A new law took effect on January 1, 2017 that may help some immigrants who face possible deportation due to a previous conviction. The federal laws concerning immigration stipulate that non-citizens, even those persons who are here legally, may be deported if they have been convicted of a deportable crime, and even if that conviction happened many years ago. With the stepped-up immigration controls and deportations, this has become an urgent matter for some immigrants.


The new law in California, codified as Penal Code section 1473.7, allows those persons who are no longer under the jurisdiction of the court (that is, they are no longer incarcerated or serving a post-conviction sentence such as probation) to move the court to vacate the conviction if 1) the conviction or the sentence was legally invalid because the defendant pleaded guilty without understanding the potential immigration consequences or 2) there is newly discovered evidence that the defendant was actually innocent of the crime for which he or she was convicted.


Until this new law was passed, there was no legal remedy for a noncitizen to challenge a conviction or sentence if he or she was no longer under the jurisdiction of the court.


Let’s look at an example:

Mary, who was a legal resident (with a “green card”), was arrested for passing a couple of fraudulent checks in 2005. She had a limited command of the English language and legalese, which is difficult even for the native English speaker, was beyond her grasp of understanding. Even though she had an attorney, she did not understand that pleading guilty to the charges could result in her deportation from the United States, nor did her attorney explain that to her. She believed that because she was a legal permanent resident, she would never face deportation.


The district attorney offered her a deal: plead guilty to two counts of forgery with a sentence of one year (365 days) in jail, with the jail sentence stayed (entered but not served unless probation is violated) and serve 3 years of probation. Mary did not understand that by making this plea, she could be subject to deportation by the federal authorities because a forgery conviction is considered an “aggravated felony” if the sentence imposed is for one year or more. (8 USC §1101(a)(43)(R), (S); INA § 101(a)(43)(R), (S).) Honestly, the federal laws concerning deportable crimes are so complicated, most lawyers don’t even understand them.

• COMPLETE THE FOLLOWING:
1. Condense the paragraph beginning "The new law in California, codified as" from the article on Penal Code section 1473.7 into a short bulleted list that keeps its main facts.
2. Carry the article on Penal Code section 1473.7 forward from its final sentence.

• STORED RECORDS:

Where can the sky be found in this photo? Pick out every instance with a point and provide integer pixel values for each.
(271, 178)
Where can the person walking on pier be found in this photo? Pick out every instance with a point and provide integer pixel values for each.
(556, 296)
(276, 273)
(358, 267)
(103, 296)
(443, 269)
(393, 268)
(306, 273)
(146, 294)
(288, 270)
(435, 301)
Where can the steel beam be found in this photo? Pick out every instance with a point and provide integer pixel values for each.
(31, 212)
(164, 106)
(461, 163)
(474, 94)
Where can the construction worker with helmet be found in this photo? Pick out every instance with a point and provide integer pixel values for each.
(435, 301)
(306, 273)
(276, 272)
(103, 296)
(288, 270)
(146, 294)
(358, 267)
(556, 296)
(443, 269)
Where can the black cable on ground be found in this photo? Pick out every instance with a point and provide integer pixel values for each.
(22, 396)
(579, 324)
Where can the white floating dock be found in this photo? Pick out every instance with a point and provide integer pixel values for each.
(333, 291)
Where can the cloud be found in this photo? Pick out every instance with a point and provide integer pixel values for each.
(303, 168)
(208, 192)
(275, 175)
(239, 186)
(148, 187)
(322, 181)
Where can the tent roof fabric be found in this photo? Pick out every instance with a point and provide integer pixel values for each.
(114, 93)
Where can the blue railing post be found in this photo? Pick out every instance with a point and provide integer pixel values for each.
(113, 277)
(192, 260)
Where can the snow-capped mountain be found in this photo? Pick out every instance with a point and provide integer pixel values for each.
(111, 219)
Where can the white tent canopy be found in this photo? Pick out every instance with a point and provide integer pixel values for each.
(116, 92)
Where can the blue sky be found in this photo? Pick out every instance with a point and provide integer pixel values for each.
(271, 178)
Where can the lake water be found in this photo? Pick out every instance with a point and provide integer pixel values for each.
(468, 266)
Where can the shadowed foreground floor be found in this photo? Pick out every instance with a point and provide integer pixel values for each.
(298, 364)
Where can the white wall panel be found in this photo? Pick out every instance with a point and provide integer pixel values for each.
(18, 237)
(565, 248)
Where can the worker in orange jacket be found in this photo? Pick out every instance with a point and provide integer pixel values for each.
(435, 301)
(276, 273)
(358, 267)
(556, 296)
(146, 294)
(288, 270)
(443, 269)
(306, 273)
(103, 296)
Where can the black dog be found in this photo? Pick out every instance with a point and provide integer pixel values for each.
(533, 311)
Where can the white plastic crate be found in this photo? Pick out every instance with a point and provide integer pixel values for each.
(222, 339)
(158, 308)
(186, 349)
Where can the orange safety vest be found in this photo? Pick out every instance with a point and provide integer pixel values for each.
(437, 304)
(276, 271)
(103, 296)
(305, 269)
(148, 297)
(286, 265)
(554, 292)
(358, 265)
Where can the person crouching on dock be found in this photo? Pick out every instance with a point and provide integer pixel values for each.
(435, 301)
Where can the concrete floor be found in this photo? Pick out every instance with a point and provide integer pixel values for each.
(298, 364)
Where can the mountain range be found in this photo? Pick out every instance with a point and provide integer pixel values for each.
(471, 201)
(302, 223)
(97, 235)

---

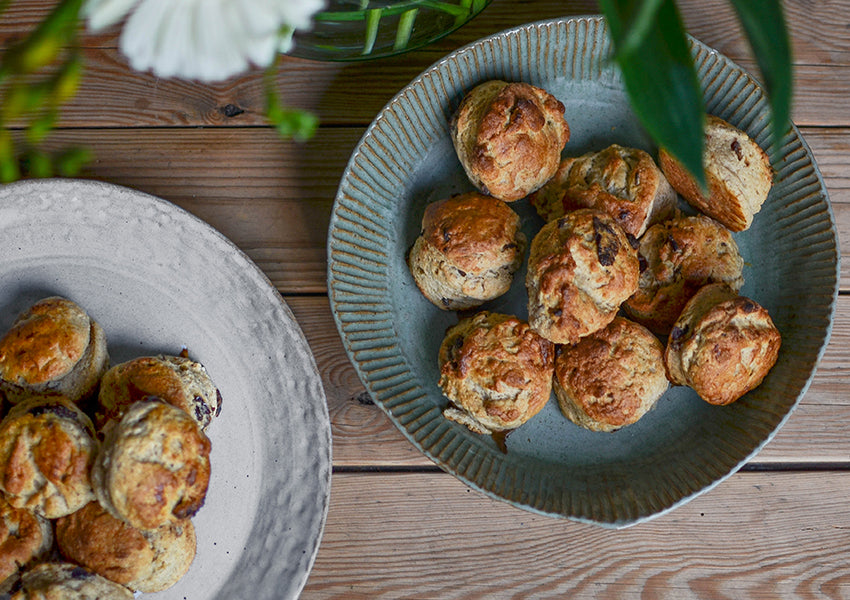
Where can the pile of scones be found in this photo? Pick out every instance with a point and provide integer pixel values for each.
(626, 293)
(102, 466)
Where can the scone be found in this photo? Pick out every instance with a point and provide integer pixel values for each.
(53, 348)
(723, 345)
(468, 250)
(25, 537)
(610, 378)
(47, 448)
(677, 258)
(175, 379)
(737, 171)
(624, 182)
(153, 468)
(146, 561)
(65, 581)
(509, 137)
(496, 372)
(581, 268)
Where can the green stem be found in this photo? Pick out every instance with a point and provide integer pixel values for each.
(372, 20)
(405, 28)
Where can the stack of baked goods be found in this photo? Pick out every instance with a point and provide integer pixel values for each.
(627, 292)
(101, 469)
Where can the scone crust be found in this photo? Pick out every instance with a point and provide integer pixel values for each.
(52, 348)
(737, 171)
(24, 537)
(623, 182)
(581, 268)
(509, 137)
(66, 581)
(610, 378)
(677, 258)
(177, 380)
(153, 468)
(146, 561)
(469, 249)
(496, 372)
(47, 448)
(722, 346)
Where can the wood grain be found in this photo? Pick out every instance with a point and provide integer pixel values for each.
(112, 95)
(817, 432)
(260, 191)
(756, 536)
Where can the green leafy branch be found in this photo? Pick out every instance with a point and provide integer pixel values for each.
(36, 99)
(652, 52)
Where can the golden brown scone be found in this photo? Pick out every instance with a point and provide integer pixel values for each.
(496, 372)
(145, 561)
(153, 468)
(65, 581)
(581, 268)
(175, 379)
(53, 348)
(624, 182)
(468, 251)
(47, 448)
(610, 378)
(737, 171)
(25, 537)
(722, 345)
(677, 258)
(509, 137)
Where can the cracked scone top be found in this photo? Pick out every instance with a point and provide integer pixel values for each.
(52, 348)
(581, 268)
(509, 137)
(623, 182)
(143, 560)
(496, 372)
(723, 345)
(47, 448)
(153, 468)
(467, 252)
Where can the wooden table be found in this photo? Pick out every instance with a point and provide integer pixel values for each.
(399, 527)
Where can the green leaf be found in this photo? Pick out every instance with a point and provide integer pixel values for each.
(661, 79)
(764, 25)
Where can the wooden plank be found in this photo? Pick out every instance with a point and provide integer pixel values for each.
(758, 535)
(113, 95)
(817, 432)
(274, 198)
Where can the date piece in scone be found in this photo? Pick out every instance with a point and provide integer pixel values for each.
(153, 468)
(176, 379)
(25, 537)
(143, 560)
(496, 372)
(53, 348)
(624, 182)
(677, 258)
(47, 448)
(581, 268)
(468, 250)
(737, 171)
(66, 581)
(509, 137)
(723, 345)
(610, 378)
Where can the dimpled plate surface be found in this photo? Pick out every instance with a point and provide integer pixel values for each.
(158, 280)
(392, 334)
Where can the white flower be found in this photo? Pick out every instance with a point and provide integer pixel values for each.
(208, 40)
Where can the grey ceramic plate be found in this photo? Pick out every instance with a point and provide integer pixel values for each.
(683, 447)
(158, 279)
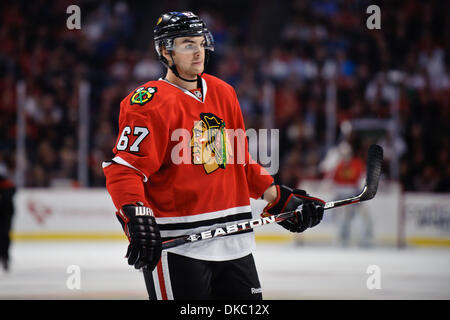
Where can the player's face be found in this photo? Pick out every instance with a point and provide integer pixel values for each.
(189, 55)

• ANSWERS TO THE TASKS:
1.
- California's new law is Penal Code section 1473.7.
- It covers people no longer under the court's jurisdiction, meaning they are not incarcerated or serving a post-conviction sentence such as probation.
- Such people may move the court to vacate their conviction on either of two grounds:
  1. The conviction or sentence was legally invalid because the defendant pleaded guilty without understanding the potential immigration consequences.
  2. Newly discovered evidence shows the defendant was actually innocent of the crime.

2.
Mary served her term of probation without any violations and in 2008, her probation was terminated and the case was closed. By law, therefore, the court no longer had any jurisdiction over this case. In 2015, Mary decided to apply for citizenship. Her application and the requisite Department of Justice criminal history review revealed the prior conviction. She was shocked when she received a notice regarding her citizenship application informing her that not only was she ineligible for citizenship but that she faced possible deportation because of her “aggravated felony” conviction, a deportable crime.


When Mary pleaded guilty to the charges, the law required then—as now—that her plea was made freely and voluntarily and that she “knowingly, willingly, and intelligently” waived her rights relating to the plea, including immigration consequences. Well, since Mary’s attorney didn’t properly investigate and advise her that she might face deportation due to the plea and since Mary did not meaningfully understand the immigration consequences of her plea, she did not “knowingly, willingly, and intelligently” waive her rights as to potential immigration consequences. But in 2015, Mary had no recourse; she couldn’t go back in time to reverse what was essentially an invalid plea because the court no longer had any jurisdiction over her case.


Penal Code section 1473.7 corrects this injustice. It permits a former defendant who is no longer under the jurisdiction of the court to file a motion with the California superior court on the grounds that the conviction or sentence is legally invalid because the defendant entered a plea without meaningfully understanding the adverse consequences. It applies when the defendant’s attorney failed to investigate and advise the defendant of the immigration consequences and/or the attorney failed to defend against the immigration consequences by, for example, negotiating a plea that did not have the immigration consequence (as I mentioned before, these laws are complicated even for attorneys) and/or when the defendant did not meaningfully understand the potential immigration consequences of the plea.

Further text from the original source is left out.